§ Exercise description
For this exercise, output exactly and only the lines running from the one with "Every instance of the tree" through the final line of the data below, without pictures.

§ Data listing

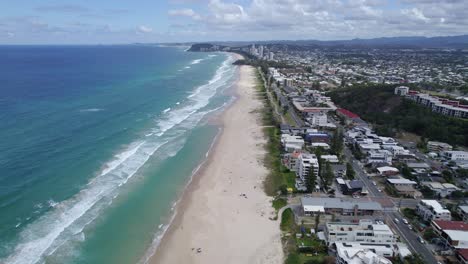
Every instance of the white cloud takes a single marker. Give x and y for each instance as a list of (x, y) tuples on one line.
[(145, 29), (414, 13), (325, 19)]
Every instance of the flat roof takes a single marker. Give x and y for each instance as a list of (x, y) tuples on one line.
[(339, 203), (387, 168), (401, 181), (451, 225), (457, 235)]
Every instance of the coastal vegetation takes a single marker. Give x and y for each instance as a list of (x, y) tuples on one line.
[(391, 114), (279, 178)]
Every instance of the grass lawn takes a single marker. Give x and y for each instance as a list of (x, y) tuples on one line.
[(287, 220), (289, 119), (289, 177), (279, 203)]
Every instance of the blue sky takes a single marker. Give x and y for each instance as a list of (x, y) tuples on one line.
[(124, 21)]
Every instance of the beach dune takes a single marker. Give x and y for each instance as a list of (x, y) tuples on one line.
[(224, 215)]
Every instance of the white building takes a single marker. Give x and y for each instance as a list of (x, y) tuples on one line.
[(346, 254), (379, 156), (432, 210), (442, 189), (330, 158), (438, 146), (385, 250), (455, 155), (305, 163), (364, 231), (319, 119), (291, 143), (401, 90)]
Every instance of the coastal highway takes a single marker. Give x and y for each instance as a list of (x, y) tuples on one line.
[(402, 229)]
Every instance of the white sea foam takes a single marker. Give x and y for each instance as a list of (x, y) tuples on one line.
[(196, 61), (66, 220), (91, 110)]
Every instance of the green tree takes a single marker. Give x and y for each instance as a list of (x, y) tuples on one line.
[(448, 176), (350, 173), (327, 176), (427, 192), (311, 181), (285, 109), (337, 142), (413, 259), (429, 234), (457, 195)]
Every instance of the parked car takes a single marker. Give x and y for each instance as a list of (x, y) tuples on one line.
[(421, 240)]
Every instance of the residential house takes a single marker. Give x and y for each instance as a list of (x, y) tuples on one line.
[(305, 163), (352, 186), (453, 233), (291, 143), (363, 231), (438, 146), (330, 158), (405, 187), (387, 171), (455, 155), (317, 205), (462, 210), (432, 210), (442, 189)]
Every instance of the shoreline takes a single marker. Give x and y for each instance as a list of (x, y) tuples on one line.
[(177, 244)]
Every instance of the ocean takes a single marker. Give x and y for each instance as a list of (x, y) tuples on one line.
[(97, 143)]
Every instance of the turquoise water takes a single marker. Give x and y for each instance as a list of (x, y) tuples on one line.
[(96, 145)]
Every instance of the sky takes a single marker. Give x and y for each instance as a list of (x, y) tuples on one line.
[(151, 21)]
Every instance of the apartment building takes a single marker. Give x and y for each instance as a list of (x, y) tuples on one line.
[(305, 163), (364, 231), (432, 210)]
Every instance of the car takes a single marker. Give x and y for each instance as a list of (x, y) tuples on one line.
[(421, 240)]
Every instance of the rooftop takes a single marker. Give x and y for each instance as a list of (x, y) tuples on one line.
[(401, 181), (339, 203), (347, 113), (451, 225)]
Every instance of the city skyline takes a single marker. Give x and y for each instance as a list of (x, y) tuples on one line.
[(106, 22)]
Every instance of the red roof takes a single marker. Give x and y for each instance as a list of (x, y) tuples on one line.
[(463, 252), (347, 113), (451, 225)]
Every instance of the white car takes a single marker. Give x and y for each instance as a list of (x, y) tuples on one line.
[(421, 240)]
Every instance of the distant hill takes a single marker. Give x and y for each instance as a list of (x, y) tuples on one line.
[(451, 42), (391, 114)]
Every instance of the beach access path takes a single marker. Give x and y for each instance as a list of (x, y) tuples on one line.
[(223, 216)]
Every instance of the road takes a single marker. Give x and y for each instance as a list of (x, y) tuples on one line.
[(403, 231), (297, 120)]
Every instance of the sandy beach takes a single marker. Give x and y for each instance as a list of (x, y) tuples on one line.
[(225, 212)]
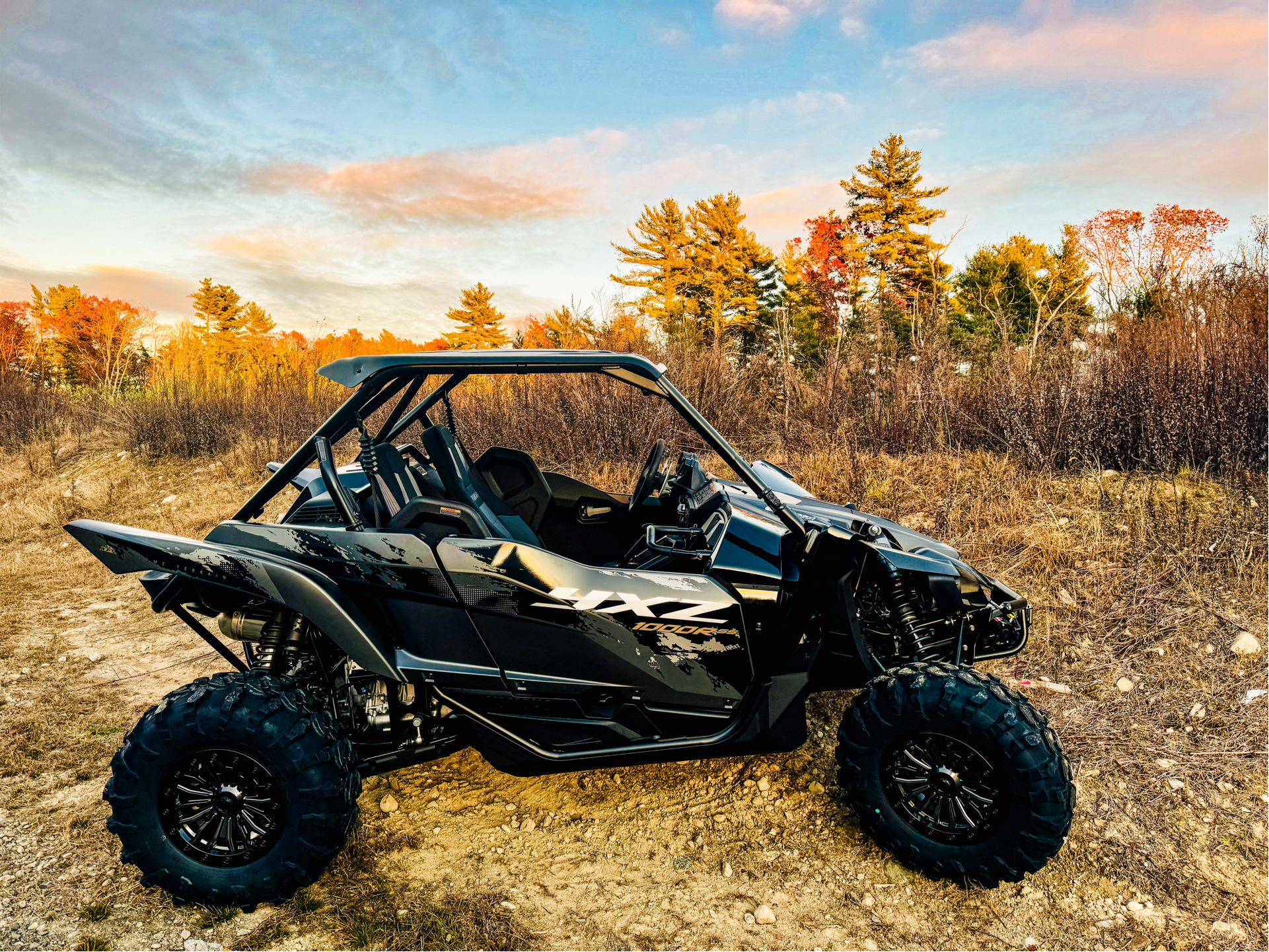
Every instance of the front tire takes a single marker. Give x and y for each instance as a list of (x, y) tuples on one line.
[(955, 774), (234, 790)]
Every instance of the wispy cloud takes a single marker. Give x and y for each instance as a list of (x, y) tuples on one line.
[(1155, 44), (776, 18), (466, 187)]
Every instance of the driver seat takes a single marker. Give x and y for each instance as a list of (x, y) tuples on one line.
[(464, 486)]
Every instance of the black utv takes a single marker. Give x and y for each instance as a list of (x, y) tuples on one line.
[(419, 602)]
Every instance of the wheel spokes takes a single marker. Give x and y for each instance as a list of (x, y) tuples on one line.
[(943, 787)]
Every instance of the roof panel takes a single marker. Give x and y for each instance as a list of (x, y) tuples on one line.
[(353, 371)]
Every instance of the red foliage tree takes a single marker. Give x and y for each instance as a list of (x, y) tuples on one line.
[(1127, 254)]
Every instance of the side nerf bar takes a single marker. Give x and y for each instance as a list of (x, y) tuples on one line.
[(312, 595)]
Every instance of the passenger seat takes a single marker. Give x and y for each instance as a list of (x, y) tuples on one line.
[(464, 486)]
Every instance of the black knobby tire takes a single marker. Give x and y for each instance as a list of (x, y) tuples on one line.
[(249, 731), (1021, 797)]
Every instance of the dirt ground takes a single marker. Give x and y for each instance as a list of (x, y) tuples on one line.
[(1168, 848)]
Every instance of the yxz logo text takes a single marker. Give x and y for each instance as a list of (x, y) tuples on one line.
[(592, 602)]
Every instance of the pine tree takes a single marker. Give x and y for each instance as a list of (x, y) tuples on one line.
[(886, 206), (734, 278), (257, 322), (220, 307), (659, 253), (221, 310), (256, 342), (480, 324)]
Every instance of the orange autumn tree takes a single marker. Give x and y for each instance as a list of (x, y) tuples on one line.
[(87, 340), (15, 336), (100, 339), (833, 264), (1134, 254), (231, 346)]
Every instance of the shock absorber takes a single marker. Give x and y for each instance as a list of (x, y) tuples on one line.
[(275, 638), (919, 636), (901, 604)]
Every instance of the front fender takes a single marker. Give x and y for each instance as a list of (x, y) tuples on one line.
[(312, 595)]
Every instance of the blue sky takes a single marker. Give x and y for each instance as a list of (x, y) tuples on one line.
[(362, 163)]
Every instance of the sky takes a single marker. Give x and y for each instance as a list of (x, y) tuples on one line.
[(358, 163)]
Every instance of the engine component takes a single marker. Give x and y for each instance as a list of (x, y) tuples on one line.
[(242, 626), (371, 697)]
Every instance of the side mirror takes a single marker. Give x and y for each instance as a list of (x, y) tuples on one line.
[(348, 513)]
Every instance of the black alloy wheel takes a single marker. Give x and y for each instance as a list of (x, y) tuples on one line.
[(955, 774), (943, 787), (221, 807), (235, 790)]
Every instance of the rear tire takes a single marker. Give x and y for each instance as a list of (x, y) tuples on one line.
[(956, 774), (234, 790)]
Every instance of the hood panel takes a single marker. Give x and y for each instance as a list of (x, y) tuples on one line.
[(846, 517)]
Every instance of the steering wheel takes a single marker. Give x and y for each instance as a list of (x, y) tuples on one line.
[(649, 478)]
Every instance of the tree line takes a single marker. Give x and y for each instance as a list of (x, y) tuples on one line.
[(871, 279)]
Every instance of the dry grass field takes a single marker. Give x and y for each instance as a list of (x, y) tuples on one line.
[(1141, 585)]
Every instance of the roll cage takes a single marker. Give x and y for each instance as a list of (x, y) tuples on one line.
[(380, 379)]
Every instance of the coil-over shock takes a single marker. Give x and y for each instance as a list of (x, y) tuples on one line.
[(275, 636), (919, 635)]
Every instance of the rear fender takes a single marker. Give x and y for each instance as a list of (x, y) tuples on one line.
[(312, 595)]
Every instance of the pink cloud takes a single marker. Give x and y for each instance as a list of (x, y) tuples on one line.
[(1165, 45), (472, 187)]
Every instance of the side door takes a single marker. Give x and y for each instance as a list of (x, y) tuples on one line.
[(558, 628)]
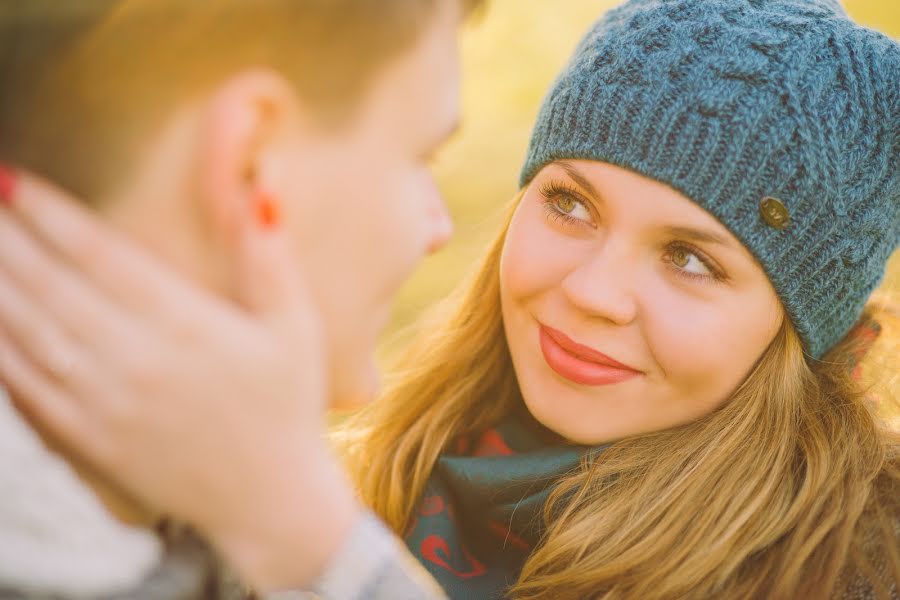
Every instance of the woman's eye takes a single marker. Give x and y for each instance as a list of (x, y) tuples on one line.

§ Exercise output
Every instance of the tree line takes a single marker. Give x and y for each instance as a list of (x, y) tuples on one line.
[(871, 279)]
Every instance of the dry grass field takes a single marker. Give x and y for each instance as a list of (x, y) tuples on one line.
[(1141, 585)]
Every instance of the roll cage takes a single marker. Give x and y for each instance as a list of (x, y) tuples on one line.
[(380, 379)]
Every instance of the coil-over shock takes a single marker. Give x and y for each instance as a list of (x, y) tuples on one line.
[(275, 636), (919, 635)]
Every instance of the rear fender takes a single marker. Give x and y for each instance as a list of (x, y) tuples on one line.
[(312, 595)]
Every instance of the pink cloud takes a single marker. Give x and y for each instance as a list of (x, y) tuples on one line.
[(1165, 45), (472, 187)]
Every instance of the side door takes a single marker. Give x and y for each instance as a list of (x, y) tuples on one line.
[(558, 628)]
Every instance of the woman's eye takes a single marker. Give x and y for each instance as a list of (x, y) tuples on one line.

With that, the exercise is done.